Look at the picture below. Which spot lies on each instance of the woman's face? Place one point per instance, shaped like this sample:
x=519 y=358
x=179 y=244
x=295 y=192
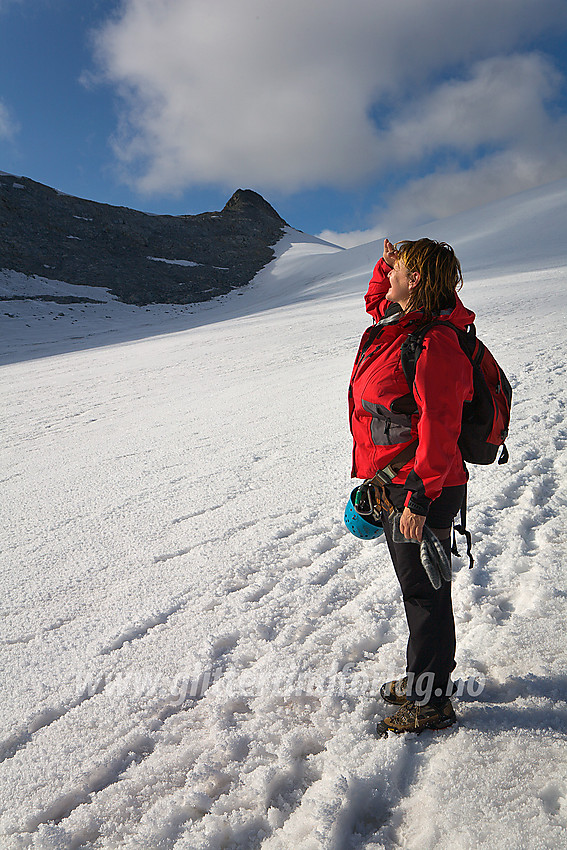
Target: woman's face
x=402 y=282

## [REQUEST]
Reproduce the records with each occurrence of "woman's face" renamed to "person's face" and all other text left unaltered. Omit the pictures from your answer.

## [TASK OUTPUT]
Look at the picture below. Which spot lies on each instance of the person's face? Place one point per instance, shaped like this sample:
x=519 y=358
x=179 y=244
x=295 y=192
Target: person's face
x=402 y=282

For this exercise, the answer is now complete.